# Extracted entries start
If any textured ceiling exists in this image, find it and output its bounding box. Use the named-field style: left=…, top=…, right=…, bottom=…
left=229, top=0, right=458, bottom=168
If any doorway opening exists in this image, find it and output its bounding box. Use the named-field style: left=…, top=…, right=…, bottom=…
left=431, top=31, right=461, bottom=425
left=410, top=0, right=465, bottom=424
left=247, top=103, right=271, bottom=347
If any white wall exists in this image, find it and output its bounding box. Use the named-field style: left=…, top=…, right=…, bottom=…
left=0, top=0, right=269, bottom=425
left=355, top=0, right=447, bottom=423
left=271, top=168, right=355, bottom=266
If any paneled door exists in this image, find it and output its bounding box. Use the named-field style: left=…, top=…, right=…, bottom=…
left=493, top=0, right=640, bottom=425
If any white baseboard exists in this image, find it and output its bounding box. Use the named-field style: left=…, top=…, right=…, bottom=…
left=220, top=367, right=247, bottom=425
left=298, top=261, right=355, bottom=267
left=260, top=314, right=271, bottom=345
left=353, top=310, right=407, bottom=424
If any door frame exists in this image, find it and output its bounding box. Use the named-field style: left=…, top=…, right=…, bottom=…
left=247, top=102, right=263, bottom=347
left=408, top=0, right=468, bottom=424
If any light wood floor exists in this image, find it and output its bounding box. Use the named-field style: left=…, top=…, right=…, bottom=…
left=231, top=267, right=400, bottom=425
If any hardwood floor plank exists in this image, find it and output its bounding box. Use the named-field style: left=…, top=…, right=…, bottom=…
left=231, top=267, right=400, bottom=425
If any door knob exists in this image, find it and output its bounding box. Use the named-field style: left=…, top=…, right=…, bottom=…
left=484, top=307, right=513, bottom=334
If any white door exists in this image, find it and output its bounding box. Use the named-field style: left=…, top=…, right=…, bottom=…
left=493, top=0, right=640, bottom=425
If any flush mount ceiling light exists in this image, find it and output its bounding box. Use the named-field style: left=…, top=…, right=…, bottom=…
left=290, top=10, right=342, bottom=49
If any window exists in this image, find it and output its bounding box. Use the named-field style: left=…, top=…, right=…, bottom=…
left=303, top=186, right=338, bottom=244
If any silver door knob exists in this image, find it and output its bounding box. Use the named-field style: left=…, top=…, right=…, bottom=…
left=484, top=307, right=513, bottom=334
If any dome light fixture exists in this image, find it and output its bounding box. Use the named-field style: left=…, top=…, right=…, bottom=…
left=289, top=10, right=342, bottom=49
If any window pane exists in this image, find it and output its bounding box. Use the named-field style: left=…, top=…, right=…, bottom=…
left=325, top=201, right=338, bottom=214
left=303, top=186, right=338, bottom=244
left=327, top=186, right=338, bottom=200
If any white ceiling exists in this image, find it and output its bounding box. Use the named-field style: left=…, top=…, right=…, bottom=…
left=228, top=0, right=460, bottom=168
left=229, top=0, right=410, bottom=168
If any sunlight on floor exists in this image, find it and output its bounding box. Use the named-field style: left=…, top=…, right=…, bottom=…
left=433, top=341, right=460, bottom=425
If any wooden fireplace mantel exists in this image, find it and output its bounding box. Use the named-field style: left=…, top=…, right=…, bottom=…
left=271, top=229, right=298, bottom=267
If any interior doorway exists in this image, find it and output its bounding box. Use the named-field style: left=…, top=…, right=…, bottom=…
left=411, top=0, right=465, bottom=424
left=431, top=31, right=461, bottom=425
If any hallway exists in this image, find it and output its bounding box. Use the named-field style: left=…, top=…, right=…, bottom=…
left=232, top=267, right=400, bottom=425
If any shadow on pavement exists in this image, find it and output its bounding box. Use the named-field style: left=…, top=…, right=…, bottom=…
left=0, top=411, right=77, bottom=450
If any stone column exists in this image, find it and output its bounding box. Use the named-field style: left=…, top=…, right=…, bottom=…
# Extracted entries end
■ Your goal
Will you set down all of the entries above again, word for word and in their original order?

■ Final result
If any textured ceiling exists in this image, find it and output its bounding box. Use the named-field style: left=…, top=…, right=…, bottom=…
left=229, top=0, right=458, bottom=168
If any doorway opening exists in this image, find it and output its bounding box. Use the named-field style: left=…, top=…, right=…, bottom=…
left=431, top=31, right=461, bottom=425
left=410, top=0, right=465, bottom=424
left=247, top=103, right=271, bottom=347
If any white wall exists in this image, find it and output its bounding box. Use the named-field style: left=…, top=…, right=…, bottom=…
left=0, top=0, right=269, bottom=425
left=355, top=0, right=447, bottom=423
left=271, top=168, right=355, bottom=266
If any paneled door exists in this image, find it and output its bounding box. Use the named-field style: left=…, top=…, right=…, bottom=…
left=493, top=0, right=640, bottom=425
If any white baseboard exists in this image, find it and output its bounding box. Use the named-field style: left=…, top=…, right=…, bottom=…
left=220, top=367, right=247, bottom=425
left=298, top=261, right=355, bottom=267
left=260, top=314, right=271, bottom=345
left=353, top=310, right=407, bottom=424
If any door frame exists in this image, find it and output its bounding box. Use the named-field style: left=…, top=…, right=…, bottom=…
left=247, top=102, right=263, bottom=347
left=408, top=0, right=468, bottom=424
If any light wood floor exists in this image, find it and output its bounding box. Use the named-field style: left=…, top=…, right=…, bottom=…
left=231, top=267, right=400, bottom=425
If any hardwood floor plank exists in this image, find it and output its bounding box. Use the named-field style: left=…, top=…, right=…, bottom=…
left=231, top=267, right=400, bottom=425
If any door knob exists in this image, find it and output its bounding box. Use the named-field style: left=…, top=…, right=…, bottom=…
left=484, top=307, right=513, bottom=334
If any white door exists in this image, find it and output its bounding box. Use the named-field style: left=…, top=…, right=…, bottom=…
left=493, top=0, right=640, bottom=425
If any flush mount ceiling light exists in this image, find it and output its bounding box. Use the named-field style: left=…, top=…, right=…, bottom=…
left=290, top=10, right=342, bottom=49
If any window exists in this image, find it and output its bounding box. Use the named-field style: left=…, top=…, right=…, bottom=…
left=303, top=186, right=338, bottom=244
If any silver door knob exists in this image, find it and output its bounding box. Use the named-field style: left=…, top=…, right=…, bottom=…
left=484, top=307, right=513, bottom=334
If any dome light fixture exists in this image, find it and output its bounding box. Use the named-field style: left=…, top=…, right=…, bottom=…
left=289, top=10, right=342, bottom=49
If any window pane exists in this image, find it and output its bounding box. Use the named-field style: left=…, top=…, right=…, bottom=…
left=325, top=201, right=338, bottom=214
left=303, top=186, right=338, bottom=244
left=327, top=186, right=338, bottom=200
If any white ceiling exists in this image, find it and output its bounding box. Use the named-field style: left=…, top=…, right=…, bottom=…
left=228, top=0, right=460, bottom=168
left=229, top=0, right=410, bottom=168
If any sunlight on floor exists in this image, find it and output its bounding box. Use the named-field style: left=…, top=…, right=…, bottom=…
left=433, top=341, right=460, bottom=425
If any wooden fireplace mantel exists in this image, find it and output its bounding box. Use the named-field style: left=…, top=…, right=…, bottom=…
left=271, top=229, right=298, bottom=267
If any interior doorway exists in this image, find it and output its bounding box. Use the named-field style: left=…, top=…, right=…, bottom=…
left=411, top=0, right=465, bottom=424
left=431, top=31, right=461, bottom=425
If any hallway exists in this image, find it and output its bounding box. Use the named-field style: left=…, top=…, right=…, bottom=…
left=232, top=267, right=400, bottom=425
If any shadow on pavement exists in this image, find it and output its bounding box. Use the named-field style: left=…, top=…, right=…, bottom=…
left=0, top=411, right=77, bottom=450
If any stone column exists in this image, find it and output its bounding box. Use the named-field style: left=…, top=…, right=…, bottom=…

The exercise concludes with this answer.